_Exercise details:_ Copy out each line below that contains the string "target". Case counts.

_Recorded information:_
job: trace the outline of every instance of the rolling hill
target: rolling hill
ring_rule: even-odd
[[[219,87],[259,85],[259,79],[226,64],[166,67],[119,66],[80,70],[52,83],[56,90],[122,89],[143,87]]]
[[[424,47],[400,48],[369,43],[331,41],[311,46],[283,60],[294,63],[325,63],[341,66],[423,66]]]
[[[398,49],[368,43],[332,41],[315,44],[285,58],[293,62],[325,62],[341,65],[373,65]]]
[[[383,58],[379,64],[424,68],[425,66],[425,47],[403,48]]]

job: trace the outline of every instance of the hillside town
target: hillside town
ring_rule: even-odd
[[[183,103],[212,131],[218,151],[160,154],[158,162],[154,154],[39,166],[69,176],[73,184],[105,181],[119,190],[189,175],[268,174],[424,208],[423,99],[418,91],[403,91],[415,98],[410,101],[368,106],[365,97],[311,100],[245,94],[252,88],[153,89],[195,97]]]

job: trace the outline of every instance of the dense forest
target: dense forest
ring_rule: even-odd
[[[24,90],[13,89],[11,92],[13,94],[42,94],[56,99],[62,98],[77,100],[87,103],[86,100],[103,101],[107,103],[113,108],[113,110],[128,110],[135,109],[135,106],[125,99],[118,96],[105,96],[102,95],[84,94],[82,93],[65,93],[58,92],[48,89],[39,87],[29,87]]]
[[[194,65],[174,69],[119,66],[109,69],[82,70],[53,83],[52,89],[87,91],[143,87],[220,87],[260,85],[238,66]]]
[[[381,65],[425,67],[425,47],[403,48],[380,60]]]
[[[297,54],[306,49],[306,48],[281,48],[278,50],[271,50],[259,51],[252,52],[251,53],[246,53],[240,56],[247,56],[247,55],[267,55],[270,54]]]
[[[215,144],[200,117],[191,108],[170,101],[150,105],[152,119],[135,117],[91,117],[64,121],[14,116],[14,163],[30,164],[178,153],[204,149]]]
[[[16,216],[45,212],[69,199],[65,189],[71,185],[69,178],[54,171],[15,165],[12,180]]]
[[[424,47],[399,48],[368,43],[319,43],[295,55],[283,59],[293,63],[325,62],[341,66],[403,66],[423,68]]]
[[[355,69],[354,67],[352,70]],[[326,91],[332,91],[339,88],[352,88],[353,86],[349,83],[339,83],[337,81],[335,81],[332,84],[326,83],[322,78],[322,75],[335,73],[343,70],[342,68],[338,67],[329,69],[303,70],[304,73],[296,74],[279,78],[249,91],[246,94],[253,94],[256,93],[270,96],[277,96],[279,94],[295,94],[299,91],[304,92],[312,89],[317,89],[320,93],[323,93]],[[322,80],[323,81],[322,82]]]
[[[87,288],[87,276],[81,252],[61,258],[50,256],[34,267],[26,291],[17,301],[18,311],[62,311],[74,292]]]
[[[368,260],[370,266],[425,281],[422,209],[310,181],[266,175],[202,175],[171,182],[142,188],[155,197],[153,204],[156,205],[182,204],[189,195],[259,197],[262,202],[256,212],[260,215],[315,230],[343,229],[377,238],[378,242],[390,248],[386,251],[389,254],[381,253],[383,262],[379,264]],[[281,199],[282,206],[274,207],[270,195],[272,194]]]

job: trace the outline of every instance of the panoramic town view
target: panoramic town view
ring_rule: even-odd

==

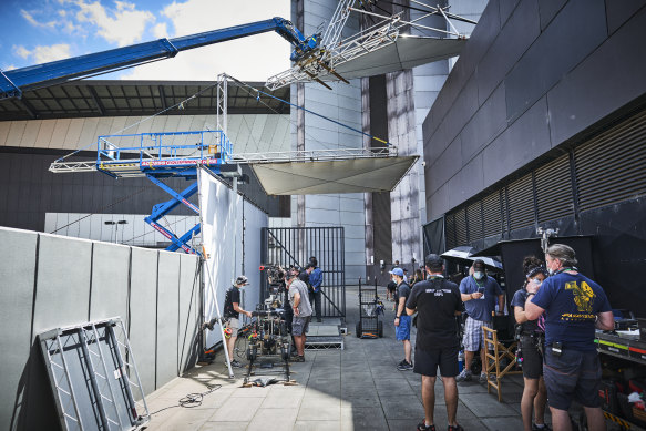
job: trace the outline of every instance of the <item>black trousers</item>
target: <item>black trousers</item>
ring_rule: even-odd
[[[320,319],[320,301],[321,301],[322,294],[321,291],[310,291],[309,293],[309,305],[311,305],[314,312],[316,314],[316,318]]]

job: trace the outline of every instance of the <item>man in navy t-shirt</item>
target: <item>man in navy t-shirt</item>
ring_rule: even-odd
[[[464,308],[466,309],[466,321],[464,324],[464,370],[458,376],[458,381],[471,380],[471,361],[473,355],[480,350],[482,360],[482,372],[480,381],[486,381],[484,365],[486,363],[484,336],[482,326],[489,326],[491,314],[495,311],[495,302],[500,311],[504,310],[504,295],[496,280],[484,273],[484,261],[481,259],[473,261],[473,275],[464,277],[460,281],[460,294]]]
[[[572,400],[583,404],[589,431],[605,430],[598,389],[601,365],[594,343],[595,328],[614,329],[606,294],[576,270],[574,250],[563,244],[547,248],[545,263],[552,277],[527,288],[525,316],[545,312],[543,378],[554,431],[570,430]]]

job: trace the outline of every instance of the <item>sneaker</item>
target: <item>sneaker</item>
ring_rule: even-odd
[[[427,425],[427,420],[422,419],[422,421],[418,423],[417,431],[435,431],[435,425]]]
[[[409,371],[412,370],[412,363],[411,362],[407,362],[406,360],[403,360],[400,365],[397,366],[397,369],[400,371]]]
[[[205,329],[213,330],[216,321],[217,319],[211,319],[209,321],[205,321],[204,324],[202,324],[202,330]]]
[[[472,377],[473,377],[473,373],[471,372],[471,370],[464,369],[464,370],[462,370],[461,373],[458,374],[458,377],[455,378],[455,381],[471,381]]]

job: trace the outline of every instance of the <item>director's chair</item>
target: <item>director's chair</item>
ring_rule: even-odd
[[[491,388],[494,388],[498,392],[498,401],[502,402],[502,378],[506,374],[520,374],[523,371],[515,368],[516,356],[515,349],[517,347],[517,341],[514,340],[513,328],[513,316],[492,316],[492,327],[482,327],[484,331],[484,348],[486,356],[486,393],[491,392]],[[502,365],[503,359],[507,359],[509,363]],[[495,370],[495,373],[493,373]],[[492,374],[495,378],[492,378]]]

---

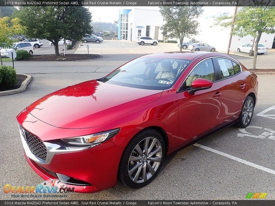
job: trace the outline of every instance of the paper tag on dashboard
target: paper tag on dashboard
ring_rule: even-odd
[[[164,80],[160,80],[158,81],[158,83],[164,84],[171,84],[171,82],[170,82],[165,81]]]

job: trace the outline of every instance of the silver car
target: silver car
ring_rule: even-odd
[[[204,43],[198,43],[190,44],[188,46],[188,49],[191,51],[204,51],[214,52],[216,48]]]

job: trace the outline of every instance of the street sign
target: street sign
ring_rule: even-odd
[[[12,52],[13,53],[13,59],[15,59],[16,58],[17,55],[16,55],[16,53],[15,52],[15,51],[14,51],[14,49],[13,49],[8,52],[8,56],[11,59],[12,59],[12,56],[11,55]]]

_Result for this task:_
target: rolling hill
target: hillside town
target: dense forest
target: panoramic town view
target: <item>black trousers</item>
target: <item>man in navy t-shirt</item>
target: <item>sneaker</item>
target: <item>director's chair</item>
target: paper tag on dashboard
target: silver car
target: street sign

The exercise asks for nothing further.